**WHAT TO WORK ON:**
1) According to the discussion of percentages, what size change in the shrinkflation example amounted to a 20% price hike?
2) List every fraction written with a slash in the discussion of percentages.
3) Return the passage of the discussion of percentages between "As I've written" and "than with cheese.", inclusive.

**SOURCE DOCUMENT:**
=== Begin Enclosure ===

A correct way, would be to suggest that for instance - 44 out of 45 people asked said.... Percentages only work well, with much larger quantities.
 
Is it just fractional percentages that you don't like? If it had been 44 out of 50 would you object to "88%"?
 
Many people don't understand percentages.
As I've written to Harry, I think that most people 'understand' percentages, in the sense that the find them more easily conceptualised and thought about than fractions. I suppose that makes sense, in as much as one is essentially converting fractions to ones that all had a common denominator, enabling one to compare chalk with chalk, rather than with cheese.

For example, I suspect that many, even very 'numerate', people could not tell you, at a glance (i.e. with at least doing some mental arithmetic), whether, say, 7/17 was more or less than 5/16. However, if one converted that to (approximately, rounded), 41.2% and 31.3% the answer would be obvious to almost anyone. Even more dramatic if the fractions were, say, 59/171 and 76/211 :-)

What a lot of people understand far less is how to 'apply' percentages - in particular, as you go on to illustrate, getting the numerator and denominator 'the right way around'.
I remember once having quite a job to explain to someone, in the context of moaning about an example of shrinkflation (a despicable practice, IMO) where they'd reduced the size of a product from 600ml to 500ml and kept the price the same was a 20% price hike, not the 16.7% he'd come up with., respectively,
That's actually quite a subtle one, and a very common sort of error. In fact, I suspect that an appreciable proportion of even fairly 'numerate' people would come up with the incorrect answer 'intuitively', even if they would produce the correct answer if they 'stopped and thought about it'.

Consumers can sometimes be exploited when two or more 'percentage discounts' are applicable to a purchase, since the order in which the discounts are applied will affect the total amount of discount they agree - so guess what order the sellers usually use :-).

...And how many times have you seen a doubling of something as a "200% increase"?
Very often, to the extent that if they say "200% increase", one really can't be even remotely sure as to whether they actually mean a 'doubling' opr 'trebling'. However ......
Or where an increase in a probability from 10% to 15% is described as a 5% increase?

=== End Enclosure ===

**MATERIAL PROVIDED:**
=== Begin Enclosure ===

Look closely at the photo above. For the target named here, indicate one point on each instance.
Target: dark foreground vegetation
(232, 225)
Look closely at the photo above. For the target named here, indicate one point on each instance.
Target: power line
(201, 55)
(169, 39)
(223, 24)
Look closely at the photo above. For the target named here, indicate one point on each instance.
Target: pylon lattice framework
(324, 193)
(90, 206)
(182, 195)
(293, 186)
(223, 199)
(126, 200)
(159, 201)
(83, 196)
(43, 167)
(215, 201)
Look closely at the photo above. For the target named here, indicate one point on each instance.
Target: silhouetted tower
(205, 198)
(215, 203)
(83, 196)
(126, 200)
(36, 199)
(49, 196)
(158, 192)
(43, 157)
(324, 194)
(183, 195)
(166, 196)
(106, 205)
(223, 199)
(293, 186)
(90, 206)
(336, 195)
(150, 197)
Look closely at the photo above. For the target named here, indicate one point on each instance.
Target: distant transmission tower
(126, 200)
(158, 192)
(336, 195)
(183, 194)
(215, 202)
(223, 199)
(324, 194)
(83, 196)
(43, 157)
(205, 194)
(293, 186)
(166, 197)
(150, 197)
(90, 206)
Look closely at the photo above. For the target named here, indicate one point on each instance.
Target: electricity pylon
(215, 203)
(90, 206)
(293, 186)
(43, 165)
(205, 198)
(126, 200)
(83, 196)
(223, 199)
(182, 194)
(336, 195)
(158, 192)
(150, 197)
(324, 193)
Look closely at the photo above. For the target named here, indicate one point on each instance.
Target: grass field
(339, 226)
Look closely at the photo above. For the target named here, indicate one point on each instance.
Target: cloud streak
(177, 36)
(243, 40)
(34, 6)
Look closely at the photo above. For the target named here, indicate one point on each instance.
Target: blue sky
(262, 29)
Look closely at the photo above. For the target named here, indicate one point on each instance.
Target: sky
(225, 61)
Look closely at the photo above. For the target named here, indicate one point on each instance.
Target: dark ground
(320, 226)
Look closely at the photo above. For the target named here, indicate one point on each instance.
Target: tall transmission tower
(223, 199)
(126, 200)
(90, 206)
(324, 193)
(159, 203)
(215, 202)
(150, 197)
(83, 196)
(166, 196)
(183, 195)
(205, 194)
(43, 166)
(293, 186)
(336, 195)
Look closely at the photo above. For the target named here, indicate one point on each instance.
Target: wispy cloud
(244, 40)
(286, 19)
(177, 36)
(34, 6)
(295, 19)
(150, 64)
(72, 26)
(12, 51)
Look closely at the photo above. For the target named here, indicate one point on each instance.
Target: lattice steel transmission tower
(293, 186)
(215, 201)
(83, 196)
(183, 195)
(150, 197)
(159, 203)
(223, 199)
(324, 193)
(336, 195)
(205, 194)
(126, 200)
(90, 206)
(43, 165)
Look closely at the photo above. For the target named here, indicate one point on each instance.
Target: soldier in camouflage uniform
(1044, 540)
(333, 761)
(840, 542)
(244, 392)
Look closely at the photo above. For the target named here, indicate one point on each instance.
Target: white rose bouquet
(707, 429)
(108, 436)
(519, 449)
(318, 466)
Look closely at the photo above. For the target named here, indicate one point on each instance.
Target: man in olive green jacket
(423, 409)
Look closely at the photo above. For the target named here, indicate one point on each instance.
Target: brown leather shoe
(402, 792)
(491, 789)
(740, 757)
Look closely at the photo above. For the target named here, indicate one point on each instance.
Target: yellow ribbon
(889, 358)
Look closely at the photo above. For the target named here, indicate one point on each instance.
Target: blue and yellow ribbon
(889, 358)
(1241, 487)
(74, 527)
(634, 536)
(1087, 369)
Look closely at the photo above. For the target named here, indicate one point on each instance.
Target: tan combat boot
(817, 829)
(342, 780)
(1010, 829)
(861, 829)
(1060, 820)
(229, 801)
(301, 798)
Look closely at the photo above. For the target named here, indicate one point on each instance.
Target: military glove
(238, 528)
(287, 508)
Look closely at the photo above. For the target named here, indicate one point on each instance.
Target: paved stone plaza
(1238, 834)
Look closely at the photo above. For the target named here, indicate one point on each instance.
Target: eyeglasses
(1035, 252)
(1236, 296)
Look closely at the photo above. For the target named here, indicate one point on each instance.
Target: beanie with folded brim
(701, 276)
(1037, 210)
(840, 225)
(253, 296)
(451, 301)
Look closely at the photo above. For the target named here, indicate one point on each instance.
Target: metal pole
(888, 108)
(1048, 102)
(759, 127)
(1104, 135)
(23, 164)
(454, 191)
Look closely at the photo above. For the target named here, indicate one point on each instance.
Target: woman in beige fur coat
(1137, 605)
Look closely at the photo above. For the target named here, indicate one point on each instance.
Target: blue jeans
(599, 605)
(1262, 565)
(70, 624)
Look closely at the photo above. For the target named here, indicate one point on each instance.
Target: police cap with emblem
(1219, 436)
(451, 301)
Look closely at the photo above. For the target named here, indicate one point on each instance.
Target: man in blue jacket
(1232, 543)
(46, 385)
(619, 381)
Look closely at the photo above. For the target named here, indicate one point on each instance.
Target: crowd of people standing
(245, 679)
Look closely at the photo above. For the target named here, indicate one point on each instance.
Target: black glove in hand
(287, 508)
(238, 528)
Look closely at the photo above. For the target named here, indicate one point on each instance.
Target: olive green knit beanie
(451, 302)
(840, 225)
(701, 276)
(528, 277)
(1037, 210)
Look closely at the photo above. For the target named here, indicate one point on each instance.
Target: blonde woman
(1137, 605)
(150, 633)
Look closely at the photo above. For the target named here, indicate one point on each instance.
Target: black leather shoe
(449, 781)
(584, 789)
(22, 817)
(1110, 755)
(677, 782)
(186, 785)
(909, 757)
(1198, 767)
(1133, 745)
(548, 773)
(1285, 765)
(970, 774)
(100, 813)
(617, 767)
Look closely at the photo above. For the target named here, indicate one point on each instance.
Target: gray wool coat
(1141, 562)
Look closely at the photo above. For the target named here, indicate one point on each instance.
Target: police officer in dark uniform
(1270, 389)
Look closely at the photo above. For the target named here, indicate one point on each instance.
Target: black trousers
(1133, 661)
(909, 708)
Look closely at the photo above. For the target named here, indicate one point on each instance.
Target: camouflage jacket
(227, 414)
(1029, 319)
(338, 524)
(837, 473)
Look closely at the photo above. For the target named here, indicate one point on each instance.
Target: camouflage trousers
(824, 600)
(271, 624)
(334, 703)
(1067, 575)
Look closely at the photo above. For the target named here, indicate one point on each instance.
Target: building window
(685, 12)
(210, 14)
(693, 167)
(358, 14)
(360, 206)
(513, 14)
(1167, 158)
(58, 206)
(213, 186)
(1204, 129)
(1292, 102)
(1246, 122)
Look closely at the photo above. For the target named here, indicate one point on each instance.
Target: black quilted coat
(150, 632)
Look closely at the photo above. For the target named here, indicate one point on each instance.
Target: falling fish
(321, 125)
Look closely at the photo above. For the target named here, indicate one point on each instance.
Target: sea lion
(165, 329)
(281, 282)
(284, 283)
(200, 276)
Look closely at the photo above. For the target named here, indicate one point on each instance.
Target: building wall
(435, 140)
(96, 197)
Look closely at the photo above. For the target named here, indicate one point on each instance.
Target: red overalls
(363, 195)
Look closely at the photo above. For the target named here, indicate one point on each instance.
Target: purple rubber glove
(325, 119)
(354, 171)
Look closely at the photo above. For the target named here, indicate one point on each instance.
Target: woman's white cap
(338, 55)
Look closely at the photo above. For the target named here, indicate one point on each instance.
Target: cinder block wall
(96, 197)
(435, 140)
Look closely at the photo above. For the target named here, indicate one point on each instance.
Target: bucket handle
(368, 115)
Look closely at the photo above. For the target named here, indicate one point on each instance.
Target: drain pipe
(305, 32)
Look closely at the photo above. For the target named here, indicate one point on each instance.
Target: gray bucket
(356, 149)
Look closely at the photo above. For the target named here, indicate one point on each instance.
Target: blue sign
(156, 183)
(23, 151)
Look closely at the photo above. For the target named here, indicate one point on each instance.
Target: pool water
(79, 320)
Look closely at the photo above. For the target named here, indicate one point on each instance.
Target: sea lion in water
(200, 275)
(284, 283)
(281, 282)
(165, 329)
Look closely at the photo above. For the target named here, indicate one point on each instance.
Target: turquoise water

=== End Enclosure ===

**SOLUTIONS TO THE TASKS:**
1) The product was reduced from 600ml to 500ml while the price stayed the same.

2) 7/17, 5/16, 59/171, 76/211

3)
As I've written to Harry, I think that most people 'understand' percentages, in the sense that the find them more easily conceptualised and thought about than fractions. I suppose that makes sense, in as much as one is essentially converting fractions to ones that all had a common denominator, enabling one to compare chalk with chalk, rather than with cheese.